Carry on the post about glaucoma and cataracts from its last sentence, keeping its first-person voice.

Source text:
+ + +

Category: aging

The dying of the light

I wish it looked like this to me.

Dylan Thomas wrote, “Rage, rage against the dying of the light.” He was talking about death and dying.

Having just visited my ophthalmologist, I suddenly see a different meaning in Thomas’s words. No pun intended. Bad things are starting to happen to my eyes and I’m not happy about it. Not at all happy. It was enough to have been stuck wearing glasses since my early twenties. Dry eyes kept me from wearing contacts, although I tried repeatedly over several years. That and allergies meant a lot of eye irritation. Now, adding insult to … insult … come glaucoma and cataracts.

+ + +

Record extracts:
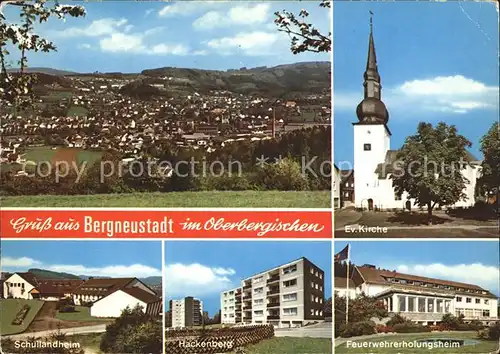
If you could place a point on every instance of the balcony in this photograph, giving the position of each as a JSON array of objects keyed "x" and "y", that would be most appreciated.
[
  {"x": 273, "y": 291},
  {"x": 273, "y": 279}
]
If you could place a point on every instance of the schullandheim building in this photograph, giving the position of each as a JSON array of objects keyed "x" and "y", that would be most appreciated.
[
  {"x": 374, "y": 160},
  {"x": 420, "y": 299}
]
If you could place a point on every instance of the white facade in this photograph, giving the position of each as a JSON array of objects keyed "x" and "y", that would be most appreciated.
[
  {"x": 228, "y": 306},
  {"x": 18, "y": 288},
  {"x": 113, "y": 304},
  {"x": 290, "y": 295}
]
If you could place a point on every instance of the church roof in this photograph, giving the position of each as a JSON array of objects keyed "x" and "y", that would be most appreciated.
[{"x": 387, "y": 167}]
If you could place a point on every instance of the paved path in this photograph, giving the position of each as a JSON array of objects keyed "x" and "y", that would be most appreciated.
[
  {"x": 321, "y": 330},
  {"x": 67, "y": 331},
  {"x": 446, "y": 334}
]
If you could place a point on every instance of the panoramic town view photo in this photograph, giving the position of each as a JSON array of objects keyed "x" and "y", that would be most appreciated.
[
  {"x": 81, "y": 297},
  {"x": 416, "y": 297},
  {"x": 416, "y": 120},
  {"x": 278, "y": 300},
  {"x": 178, "y": 104}
]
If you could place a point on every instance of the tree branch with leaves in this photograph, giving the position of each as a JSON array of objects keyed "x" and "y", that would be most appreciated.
[
  {"x": 305, "y": 37},
  {"x": 16, "y": 88}
]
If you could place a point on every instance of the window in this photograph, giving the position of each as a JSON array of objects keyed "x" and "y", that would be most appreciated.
[
  {"x": 411, "y": 304},
  {"x": 291, "y": 311},
  {"x": 290, "y": 269},
  {"x": 259, "y": 290},
  {"x": 439, "y": 305},
  {"x": 430, "y": 305},
  {"x": 290, "y": 297},
  {"x": 402, "y": 303}
]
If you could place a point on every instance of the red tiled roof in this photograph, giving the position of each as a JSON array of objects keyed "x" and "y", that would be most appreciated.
[{"x": 142, "y": 295}]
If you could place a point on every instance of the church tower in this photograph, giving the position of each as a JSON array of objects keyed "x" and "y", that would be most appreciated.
[{"x": 371, "y": 133}]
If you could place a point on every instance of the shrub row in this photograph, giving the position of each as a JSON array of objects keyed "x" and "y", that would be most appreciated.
[{"x": 21, "y": 315}]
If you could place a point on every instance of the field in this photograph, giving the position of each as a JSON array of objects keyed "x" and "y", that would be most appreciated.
[
  {"x": 81, "y": 314},
  {"x": 288, "y": 345},
  {"x": 476, "y": 346},
  {"x": 9, "y": 309},
  {"x": 210, "y": 199},
  {"x": 69, "y": 155}
]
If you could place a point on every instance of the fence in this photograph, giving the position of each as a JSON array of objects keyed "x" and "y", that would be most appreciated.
[{"x": 213, "y": 341}]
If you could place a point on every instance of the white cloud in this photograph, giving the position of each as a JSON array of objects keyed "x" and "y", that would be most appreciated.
[
  {"x": 121, "y": 42},
  {"x": 235, "y": 16},
  {"x": 97, "y": 28},
  {"x": 446, "y": 94},
  {"x": 475, "y": 273},
  {"x": 187, "y": 8},
  {"x": 134, "y": 270},
  {"x": 196, "y": 279},
  {"x": 249, "y": 43},
  {"x": 177, "y": 49},
  {"x": 19, "y": 262}
]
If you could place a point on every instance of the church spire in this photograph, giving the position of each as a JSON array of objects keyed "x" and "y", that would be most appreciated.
[
  {"x": 372, "y": 110},
  {"x": 371, "y": 76}
]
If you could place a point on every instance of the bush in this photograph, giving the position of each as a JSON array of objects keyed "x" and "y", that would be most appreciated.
[
  {"x": 21, "y": 315},
  {"x": 67, "y": 308},
  {"x": 384, "y": 329},
  {"x": 409, "y": 327},
  {"x": 494, "y": 331},
  {"x": 396, "y": 319},
  {"x": 354, "y": 329}
]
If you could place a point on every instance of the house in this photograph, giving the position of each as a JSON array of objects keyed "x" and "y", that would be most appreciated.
[
  {"x": 421, "y": 299},
  {"x": 290, "y": 295},
  {"x": 375, "y": 161},
  {"x": 347, "y": 187},
  {"x": 109, "y": 296},
  {"x": 28, "y": 286},
  {"x": 336, "y": 187}
]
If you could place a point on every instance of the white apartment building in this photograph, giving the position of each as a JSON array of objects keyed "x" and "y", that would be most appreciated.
[
  {"x": 420, "y": 299},
  {"x": 186, "y": 312},
  {"x": 289, "y": 295}
]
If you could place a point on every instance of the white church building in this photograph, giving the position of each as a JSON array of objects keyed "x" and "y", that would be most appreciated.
[
  {"x": 373, "y": 158},
  {"x": 420, "y": 299}
]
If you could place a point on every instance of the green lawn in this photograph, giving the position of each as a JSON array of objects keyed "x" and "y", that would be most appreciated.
[
  {"x": 81, "y": 314},
  {"x": 289, "y": 345},
  {"x": 211, "y": 199},
  {"x": 483, "y": 346},
  {"x": 87, "y": 341},
  {"x": 9, "y": 309}
]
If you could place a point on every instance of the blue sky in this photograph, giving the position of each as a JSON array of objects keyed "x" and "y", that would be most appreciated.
[
  {"x": 472, "y": 262},
  {"x": 93, "y": 258},
  {"x": 204, "y": 269},
  {"x": 437, "y": 61},
  {"x": 132, "y": 36}
]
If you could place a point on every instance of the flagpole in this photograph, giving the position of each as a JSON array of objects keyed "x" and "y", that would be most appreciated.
[{"x": 347, "y": 280}]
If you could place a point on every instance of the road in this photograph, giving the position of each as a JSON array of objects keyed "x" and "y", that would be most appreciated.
[
  {"x": 67, "y": 331},
  {"x": 321, "y": 330}
]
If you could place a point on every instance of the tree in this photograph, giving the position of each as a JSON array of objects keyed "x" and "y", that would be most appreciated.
[
  {"x": 490, "y": 147},
  {"x": 16, "y": 88},
  {"x": 428, "y": 166},
  {"x": 305, "y": 37}
]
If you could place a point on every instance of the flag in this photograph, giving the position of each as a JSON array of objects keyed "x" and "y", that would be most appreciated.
[{"x": 342, "y": 255}]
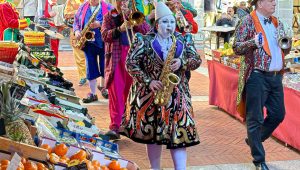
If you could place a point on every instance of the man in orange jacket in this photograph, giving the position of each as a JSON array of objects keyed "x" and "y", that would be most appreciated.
[{"x": 9, "y": 18}]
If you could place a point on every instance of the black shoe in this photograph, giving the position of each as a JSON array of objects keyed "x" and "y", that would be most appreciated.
[
  {"x": 90, "y": 98},
  {"x": 104, "y": 92},
  {"x": 113, "y": 135},
  {"x": 261, "y": 166},
  {"x": 247, "y": 141}
]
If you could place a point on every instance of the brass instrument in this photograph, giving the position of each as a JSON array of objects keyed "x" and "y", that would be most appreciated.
[
  {"x": 86, "y": 33},
  {"x": 182, "y": 22},
  {"x": 168, "y": 79},
  {"x": 135, "y": 18}
]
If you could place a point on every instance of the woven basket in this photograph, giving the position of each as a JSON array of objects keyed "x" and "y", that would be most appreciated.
[
  {"x": 34, "y": 38},
  {"x": 8, "y": 51}
]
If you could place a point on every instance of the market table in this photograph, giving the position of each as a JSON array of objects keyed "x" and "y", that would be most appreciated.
[
  {"x": 217, "y": 29},
  {"x": 223, "y": 91}
]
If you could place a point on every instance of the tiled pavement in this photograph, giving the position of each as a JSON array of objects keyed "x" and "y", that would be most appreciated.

+ + +

Expected answer:
The elevated intraocular pressure (IOP) of glaucoma can steal your sight, slowly, painlessly, starting with your peripheral vision and working toward the center. Generally the pressure can be controlled with eye drops or ultimately, if necessary, with surgery. But you must have your IOP monitored, because the nerve damage, once it occurs, is irreversible. I’m currently using two different kinds of drops to control my IOP. It took a lot of trial and error and a lot of visits to the doctor’s office to figure out which combination of drugs worked best for me. For now the magic mix is Lumigan, one drop in each eye at bedtime, and Combigan twice a day in the left eye. Yes, that means two different drops in the left eye at night, with a 5- to 10-minute wait between. And that’s an improvement. With a different kind of drops, it was three times a day in the left eye.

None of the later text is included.